- WRITTEN TASK 1 -
In the passage below about Marina Keegan, how many views did her Yale Daily News piece receive once it was published online?
- WRITTEN TASK 2 -
Resume the passage about Marina Keegan below, picking up right after its final sentence.

- SELECTED PASSAGE -
----------------
By twenty-two she had reached millions, written for the New York Times and campaigned for Obama. But then tragedy struck.

In a recent issue of the New Yorker there is a picture of a girl – tall, moon-faced, beautiful – wearing a yellow raincoat. The girl is smiling. The image is part of an advertisement for a new book, The Opposite of Loneliness, a collection of essays and short stories by the American wunderkind Marina Keegan.

In 2011, Keegan wrote an essay called “Even Artichokes Have Doubts”, in which she lamented the unthinking march of Ivy League graduates into jobs on Wall Street. The piece caught the attention of the business reporter Kevin Roose, who commissioned her to write about the subject for the New York Times. Internships at the Paris Review and the New Yorker followed. Keegan was destined for great things.

On graduating from Yale University in 2012, the 22-year-old published a short piece in a special edition of the Yale Daily News, handed out to students on their final day at university. When it was published online, it became an instant hit, racking up 1.4 million views.
----------------
- GIVEN DATA -
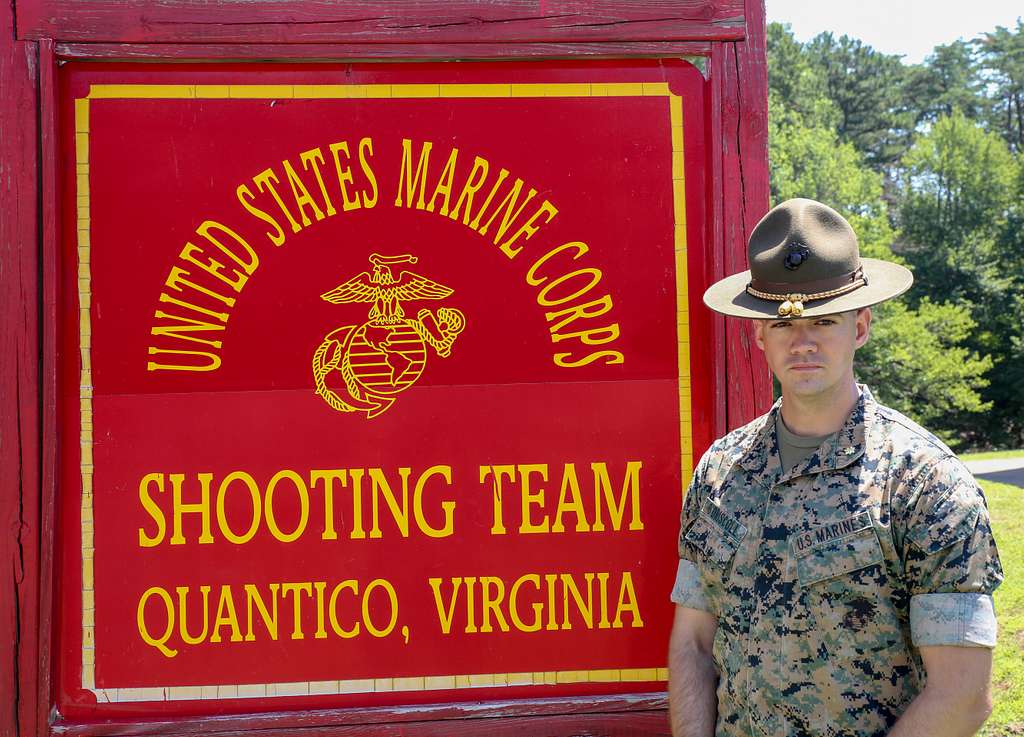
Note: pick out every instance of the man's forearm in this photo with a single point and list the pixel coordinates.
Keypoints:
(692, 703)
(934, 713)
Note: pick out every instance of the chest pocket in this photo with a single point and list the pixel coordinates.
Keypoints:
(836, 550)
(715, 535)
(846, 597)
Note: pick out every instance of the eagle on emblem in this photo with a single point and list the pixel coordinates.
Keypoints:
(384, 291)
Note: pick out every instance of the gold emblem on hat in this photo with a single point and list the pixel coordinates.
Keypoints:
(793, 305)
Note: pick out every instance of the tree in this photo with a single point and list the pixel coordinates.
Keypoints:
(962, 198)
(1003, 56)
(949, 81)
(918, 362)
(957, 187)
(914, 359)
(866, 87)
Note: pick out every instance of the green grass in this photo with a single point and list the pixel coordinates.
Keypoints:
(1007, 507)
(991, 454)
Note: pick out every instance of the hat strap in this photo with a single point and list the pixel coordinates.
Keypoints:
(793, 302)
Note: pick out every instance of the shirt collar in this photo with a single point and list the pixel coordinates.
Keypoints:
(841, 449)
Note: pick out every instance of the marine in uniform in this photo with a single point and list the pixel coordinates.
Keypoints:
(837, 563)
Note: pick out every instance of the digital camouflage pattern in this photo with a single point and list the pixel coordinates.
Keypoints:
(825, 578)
----------------
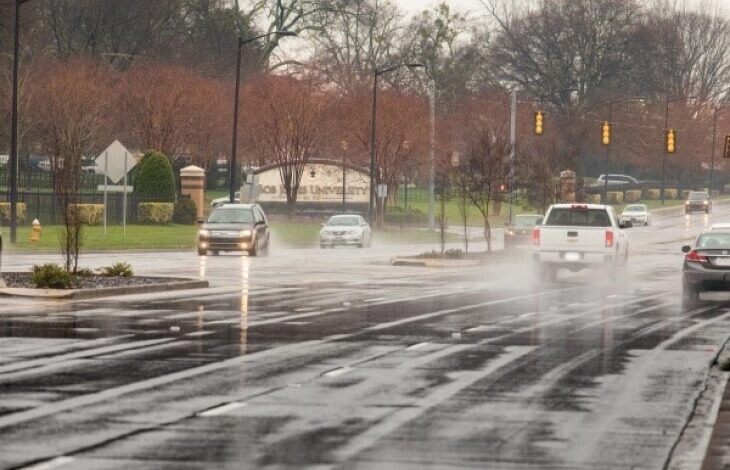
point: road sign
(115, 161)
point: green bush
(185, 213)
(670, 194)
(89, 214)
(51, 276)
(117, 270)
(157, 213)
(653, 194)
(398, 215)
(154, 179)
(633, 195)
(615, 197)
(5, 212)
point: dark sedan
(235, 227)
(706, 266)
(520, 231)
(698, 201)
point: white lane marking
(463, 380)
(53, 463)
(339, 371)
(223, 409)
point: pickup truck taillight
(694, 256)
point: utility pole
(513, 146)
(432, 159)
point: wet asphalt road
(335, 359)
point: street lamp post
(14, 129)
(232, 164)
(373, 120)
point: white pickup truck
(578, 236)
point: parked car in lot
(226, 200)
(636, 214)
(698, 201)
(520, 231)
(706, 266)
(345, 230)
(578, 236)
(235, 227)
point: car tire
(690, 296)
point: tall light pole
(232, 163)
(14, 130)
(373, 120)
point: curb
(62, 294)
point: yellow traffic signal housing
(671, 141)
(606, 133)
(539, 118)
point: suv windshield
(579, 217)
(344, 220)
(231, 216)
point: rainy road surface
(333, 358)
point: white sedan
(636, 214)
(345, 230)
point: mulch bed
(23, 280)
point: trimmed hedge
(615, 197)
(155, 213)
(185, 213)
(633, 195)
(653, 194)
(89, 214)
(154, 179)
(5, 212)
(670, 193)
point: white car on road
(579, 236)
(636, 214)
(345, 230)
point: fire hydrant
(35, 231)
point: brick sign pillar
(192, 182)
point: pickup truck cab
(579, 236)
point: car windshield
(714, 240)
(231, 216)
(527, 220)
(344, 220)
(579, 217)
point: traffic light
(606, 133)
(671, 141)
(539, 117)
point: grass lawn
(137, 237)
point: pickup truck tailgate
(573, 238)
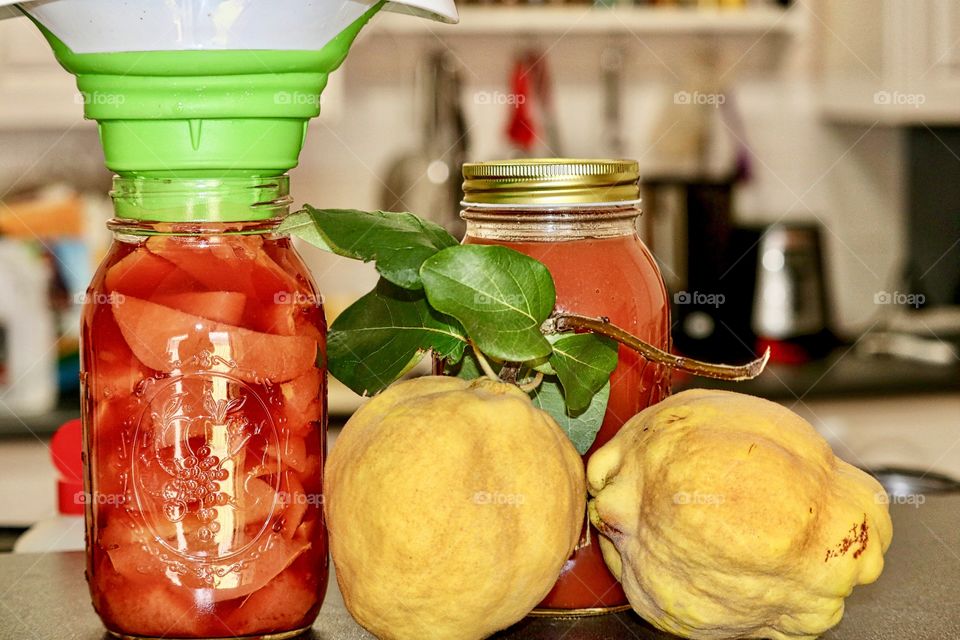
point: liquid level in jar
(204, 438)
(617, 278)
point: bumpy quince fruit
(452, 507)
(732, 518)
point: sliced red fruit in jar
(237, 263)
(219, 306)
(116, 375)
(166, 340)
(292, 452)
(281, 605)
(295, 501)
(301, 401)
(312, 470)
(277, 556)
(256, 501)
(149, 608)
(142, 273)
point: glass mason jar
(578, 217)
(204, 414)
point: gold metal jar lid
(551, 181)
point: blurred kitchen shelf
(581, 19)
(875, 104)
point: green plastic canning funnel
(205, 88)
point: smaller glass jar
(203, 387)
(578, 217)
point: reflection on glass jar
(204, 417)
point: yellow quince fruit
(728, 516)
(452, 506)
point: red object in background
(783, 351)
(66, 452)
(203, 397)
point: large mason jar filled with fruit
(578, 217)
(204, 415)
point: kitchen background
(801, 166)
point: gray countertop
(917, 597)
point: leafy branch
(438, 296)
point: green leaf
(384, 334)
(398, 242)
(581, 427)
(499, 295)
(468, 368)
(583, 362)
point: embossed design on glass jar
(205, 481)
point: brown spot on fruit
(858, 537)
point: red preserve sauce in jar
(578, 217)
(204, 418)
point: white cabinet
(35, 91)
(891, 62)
----------------
- WRITTEN REPLY 1 -
It received 1.4 million views.

- WRITTEN REPLY 2 -
“We have these impossibly high standards and we’ll probably never live up to our perfect fantasies of our future selves,” she wrote. “But I feel like that’s OK. We’re so young. We’re so young. We’re 22 years old.”

Five days after graduating, on 26 May 2012, Marina died in a car crash on the edge of Cape Cod. She was travelling to her father’s 55th birthday when her boyfriend lost control of the vehicle.

“High on their posthumous pedestals, the dead become hard to see,” writes Anne Fadiman, one of Keegan’s writing tutors at Yale, in her introduction to The Opposite of Loneliness, which is published this month. “Marina wouldn’t want to be remembered because she’s dead. She would want to be remembered because she’s good.”

And she is. Another journalist stunned by Keegan’s early promise was Jack Hitt, who invited her to work with him on the popular Chicago-based podcast This American Life. He recalls meeting her at a coffee shop in Cambridge, Massachusetts, and being “elated by a rare feeling – the certainty that I had met a future associate, someone I would enjoy knowing and reading for the rest of my life”.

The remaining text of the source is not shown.